* _Complete the following_:
**1)** List every figure number that the text on Arm compiler flags refers to.
**2)** In the text on Arm compiler flags, why is the execution space larger than in Figure 4?
**3)** Rewrite the paragraph of the text on Arm compiler flags that begins "Another difference between Arm and x86" as a short bulleted list, keeping its main facts.

* _Provided text_:
----
Another difference between Arm and x86 is that the -march and -mtune flags are entirely orthogonal on Arm. -march does not override -mtune; -mtune does not override -march. Mix and match freely! Using -march=X -mtune=Y tells the compiler to generate binary code for architecture X and to tune it for microarchitecture Y. The resulting binary will execute on architecture X and all supersets of architecture X, but will be optimized for microarchitecture Y. For example, you could use -march=armv8-a -mtune=thunderx2t99 to generate a binary that uses the v8.0 architecture for maximum portability but is tuned for ThunderX2. The binary would have execution and optimization spaces as shown in Figure 5. The execution space is larger than in Figure 4 because we’ve specified the v8.0 architecture, and the optimization space is smaller than in Figure 3 because we’ve indicated that tuning should target ThunderX2.
Figure 6: Execution and optimization spaces resulting from -mcpu=thunderx2t99 when considering architecture extensions.
----
* _Data supplied_:
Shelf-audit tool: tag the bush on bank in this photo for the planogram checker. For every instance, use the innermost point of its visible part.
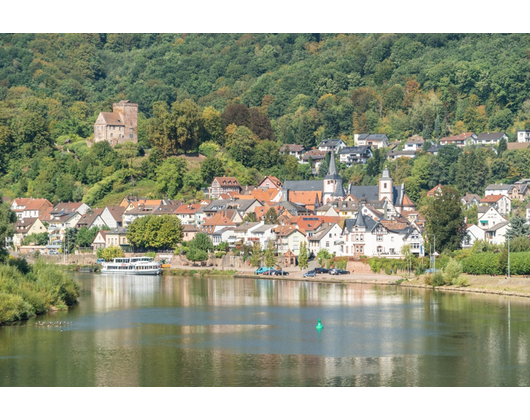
(41, 288)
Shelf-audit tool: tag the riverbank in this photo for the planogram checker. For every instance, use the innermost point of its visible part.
(515, 286)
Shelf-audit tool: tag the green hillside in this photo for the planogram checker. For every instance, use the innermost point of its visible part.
(238, 97)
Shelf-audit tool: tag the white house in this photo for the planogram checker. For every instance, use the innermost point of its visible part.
(329, 145)
(473, 233)
(329, 237)
(496, 234)
(376, 141)
(488, 217)
(501, 202)
(355, 155)
(365, 236)
(523, 136)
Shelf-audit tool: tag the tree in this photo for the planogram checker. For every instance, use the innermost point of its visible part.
(271, 217)
(445, 220)
(212, 167)
(303, 258)
(518, 227)
(85, 236)
(170, 176)
(270, 254)
(185, 125)
(195, 254)
(36, 239)
(112, 252)
(257, 255)
(241, 145)
(201, 241)
(70, 240)
(156, 232)
(7, 227)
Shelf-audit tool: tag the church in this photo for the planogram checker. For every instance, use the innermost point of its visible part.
(385, 195)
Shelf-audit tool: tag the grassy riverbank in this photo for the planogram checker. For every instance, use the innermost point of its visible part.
(200, 271)
(27, 290)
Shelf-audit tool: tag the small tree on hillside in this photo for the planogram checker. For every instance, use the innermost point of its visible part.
(303, 258)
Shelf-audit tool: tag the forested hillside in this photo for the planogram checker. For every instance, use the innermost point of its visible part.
(238, 97)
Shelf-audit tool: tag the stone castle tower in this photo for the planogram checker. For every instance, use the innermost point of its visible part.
(118, 126)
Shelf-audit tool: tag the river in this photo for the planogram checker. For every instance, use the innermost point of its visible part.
(180, 331)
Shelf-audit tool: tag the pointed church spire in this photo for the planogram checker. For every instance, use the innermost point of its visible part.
(332, 171)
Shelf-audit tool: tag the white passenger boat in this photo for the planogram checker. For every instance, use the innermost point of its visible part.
(132, 265)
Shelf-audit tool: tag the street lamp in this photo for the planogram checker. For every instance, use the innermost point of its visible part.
(434, 254)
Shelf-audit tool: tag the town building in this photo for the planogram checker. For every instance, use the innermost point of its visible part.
(375, 141)
(118, 126)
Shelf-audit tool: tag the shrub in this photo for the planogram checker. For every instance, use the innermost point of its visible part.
(14, 308)
(452, 271)
(437, 279)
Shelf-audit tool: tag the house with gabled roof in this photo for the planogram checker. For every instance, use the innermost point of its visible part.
(289, 239)
(376, 141)
(355, 155)
(396, 154)
(222, 185)
(216, 222)
(118, 126)
(30, 207)
(100, 241)
(296, 150)
(326, 236)
(331, 145)
(89, 221)
(496, 234)
(501, 202)
(365, 236)
(461, 140)
(490, 138)
(186, 213)
(508, 190)
(269, 182)
(25, 227)
(470, 200)
(488, 216)
(112, 216)
(473, 234)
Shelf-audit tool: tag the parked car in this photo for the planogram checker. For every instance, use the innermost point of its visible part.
(262, 270)
(279, 273)
(337, 271)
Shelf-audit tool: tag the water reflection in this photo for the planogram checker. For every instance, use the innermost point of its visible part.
(173, 331)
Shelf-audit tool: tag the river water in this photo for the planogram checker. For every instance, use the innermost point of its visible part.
(180, 331)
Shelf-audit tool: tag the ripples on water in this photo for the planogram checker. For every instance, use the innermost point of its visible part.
(175, 331)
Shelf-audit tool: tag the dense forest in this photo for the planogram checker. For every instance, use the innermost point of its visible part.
(236, 98)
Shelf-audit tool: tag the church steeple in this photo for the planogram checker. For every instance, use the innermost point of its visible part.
(386, 186)
(332, 183)
(332, 171)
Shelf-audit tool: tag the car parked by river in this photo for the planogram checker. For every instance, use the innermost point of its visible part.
(337, 271)
(263, 270)
(279, 273)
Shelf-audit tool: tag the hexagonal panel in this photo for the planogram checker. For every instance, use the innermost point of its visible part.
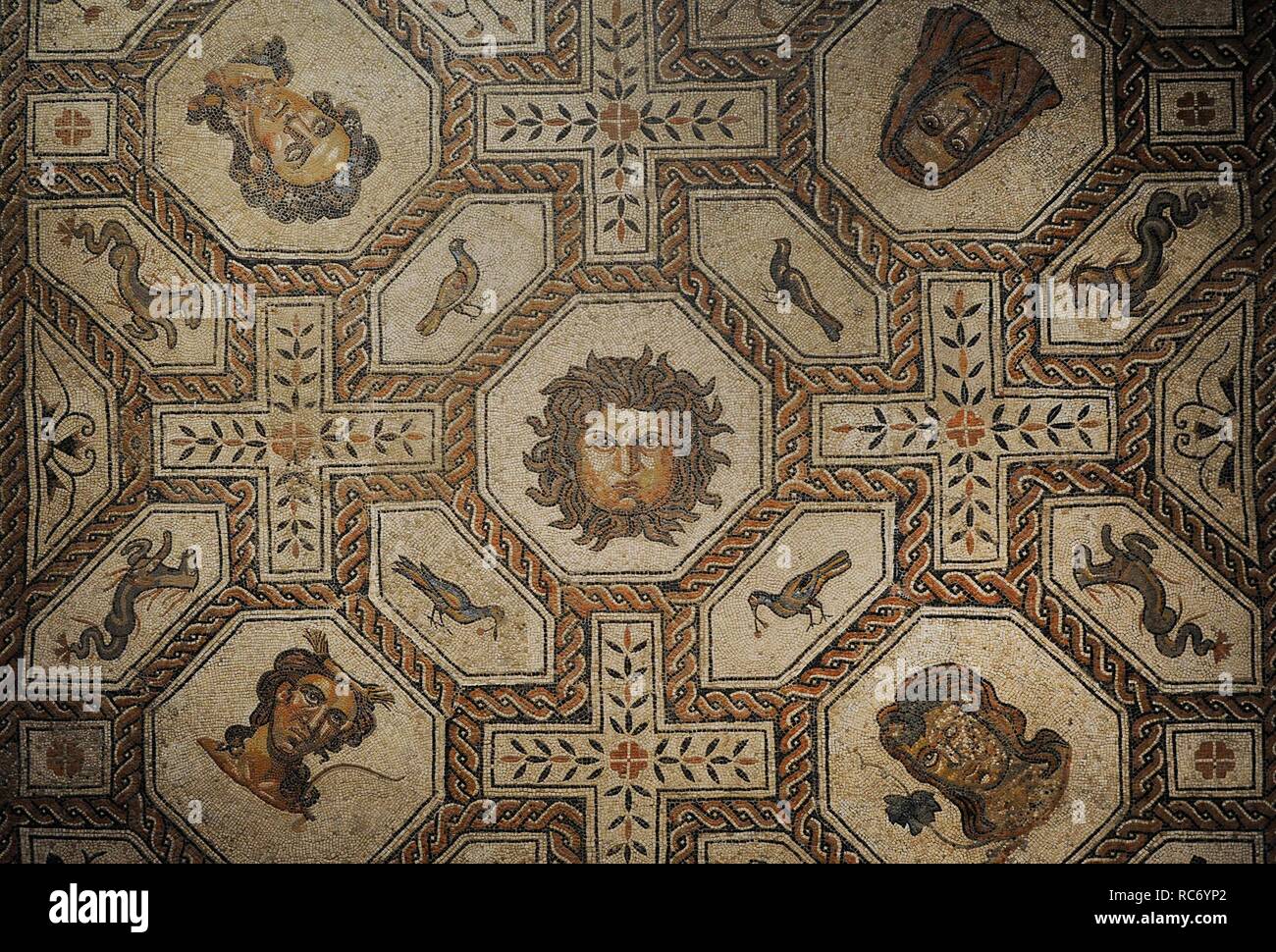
(1019, 759)
(349, 132)
(300, 680)
(411, 536)
(604, 510)
(1181, 623)
(736, 651)
(979, 73)
(738, 238)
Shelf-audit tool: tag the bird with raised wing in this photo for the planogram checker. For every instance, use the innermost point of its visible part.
(800, 594)
(454, 291)
(789, 280)
(448, 599)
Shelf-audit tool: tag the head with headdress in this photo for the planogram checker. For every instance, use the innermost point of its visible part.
(307, 705)
(966, 92)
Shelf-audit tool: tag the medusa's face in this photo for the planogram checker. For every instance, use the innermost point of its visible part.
(621, 472)
(944, 127)
(309, 714)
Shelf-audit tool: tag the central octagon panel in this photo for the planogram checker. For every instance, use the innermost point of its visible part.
(560, 438)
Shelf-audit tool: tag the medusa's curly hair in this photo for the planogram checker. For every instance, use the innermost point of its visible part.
(290, 666)
(636, 385)
(266, 189)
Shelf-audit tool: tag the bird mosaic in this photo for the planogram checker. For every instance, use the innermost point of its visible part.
(800, 594)
(450, 600)
(792, 283)
(453, 291)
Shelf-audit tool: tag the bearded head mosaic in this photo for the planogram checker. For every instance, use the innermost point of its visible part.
(638, 432)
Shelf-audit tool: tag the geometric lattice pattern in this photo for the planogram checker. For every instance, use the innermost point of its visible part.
(638, 432)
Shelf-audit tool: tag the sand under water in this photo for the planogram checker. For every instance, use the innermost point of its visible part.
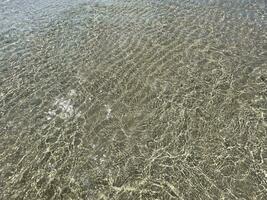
(143, 99)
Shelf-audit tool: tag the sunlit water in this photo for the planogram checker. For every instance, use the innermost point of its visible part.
(142, 99)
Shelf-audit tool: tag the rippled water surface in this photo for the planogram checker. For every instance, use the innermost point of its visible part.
(144, 99)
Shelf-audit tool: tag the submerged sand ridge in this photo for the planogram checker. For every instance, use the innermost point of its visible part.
(136, 100)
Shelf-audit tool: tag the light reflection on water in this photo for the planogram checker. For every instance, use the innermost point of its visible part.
(144, 99)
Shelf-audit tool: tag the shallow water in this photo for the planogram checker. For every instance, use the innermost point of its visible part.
(142, 99)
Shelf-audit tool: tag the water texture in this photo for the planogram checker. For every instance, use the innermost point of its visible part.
(142, 99)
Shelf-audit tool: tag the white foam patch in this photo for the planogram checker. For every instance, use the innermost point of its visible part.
(66, 107)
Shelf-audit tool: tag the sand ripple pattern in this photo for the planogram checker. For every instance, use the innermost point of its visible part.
(137, 100)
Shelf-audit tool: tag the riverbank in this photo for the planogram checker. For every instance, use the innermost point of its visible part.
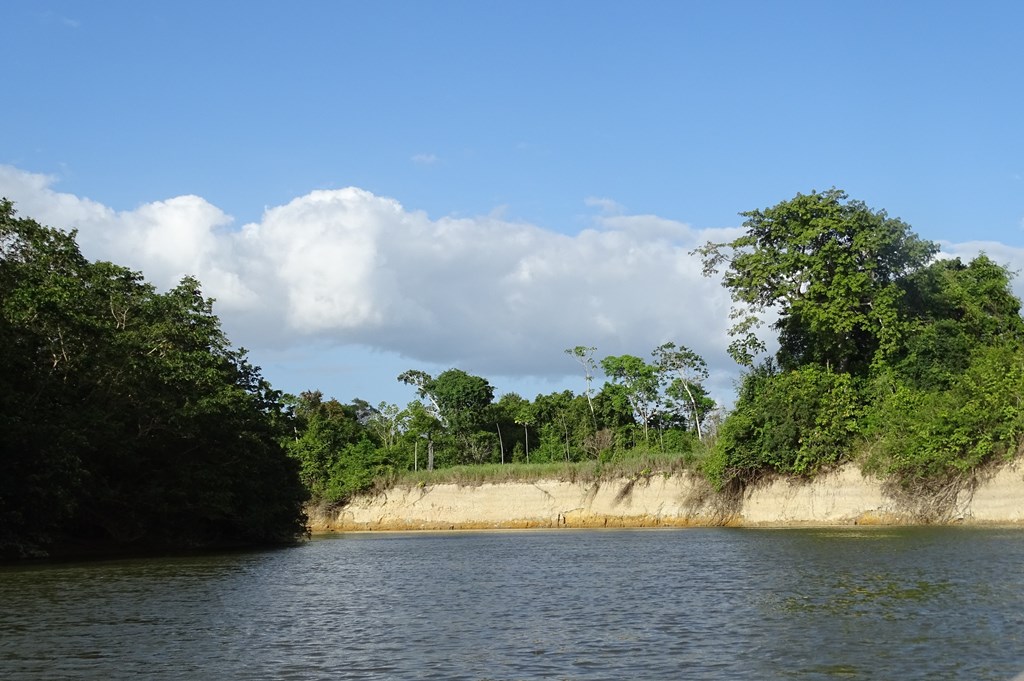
(843, 497)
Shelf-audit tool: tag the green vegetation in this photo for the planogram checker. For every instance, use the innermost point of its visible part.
(911, 364)
(128, 420)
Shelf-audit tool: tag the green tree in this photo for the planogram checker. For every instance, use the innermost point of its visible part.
(829, 268)
(639, 381)
(127, 418)
(585, 355)
(681, 372)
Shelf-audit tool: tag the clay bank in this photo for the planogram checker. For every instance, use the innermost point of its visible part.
(843, 497)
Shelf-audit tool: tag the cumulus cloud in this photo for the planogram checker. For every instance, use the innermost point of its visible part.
(347, 267)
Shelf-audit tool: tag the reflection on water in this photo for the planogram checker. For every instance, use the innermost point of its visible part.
(933, 603)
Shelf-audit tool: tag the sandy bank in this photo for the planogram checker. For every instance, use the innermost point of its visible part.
(840, 498)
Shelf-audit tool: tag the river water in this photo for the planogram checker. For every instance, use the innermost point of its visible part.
(879, 603)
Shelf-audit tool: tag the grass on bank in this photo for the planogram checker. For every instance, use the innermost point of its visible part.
(631, 466)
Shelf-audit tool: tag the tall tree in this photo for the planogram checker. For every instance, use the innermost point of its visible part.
(640, 383)
(681, 372)
(585, 355)
(829, 267)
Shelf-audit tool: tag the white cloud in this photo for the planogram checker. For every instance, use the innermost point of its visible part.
----
* _Full answers_:
**1)** Figure 3, Figure 4, Figure 5, Figure 6

**2)** Because the v8.0 architecture was specified.

**3)**
- Unlike on x86, -march and -mtune are fully independent on Arm. Neither overrides the other, so they can be combined freely.
- -march=X -mtune=Y generates code for architecture X, tuned for microarchitecture Y.
- The binary runs on architecture X and all its supersets but is optimized for Y.
- Example: -march=armv8-a -mtune=thunderx2t99 targets v8.0 for maximum portability and tunes for ThunderX2 (Figure 5).
- Its execution space is larger than in Figure 4 because v8.0 is specified. Its optimization space is smaller than in Figure 3 because tuning targets ThunderX2.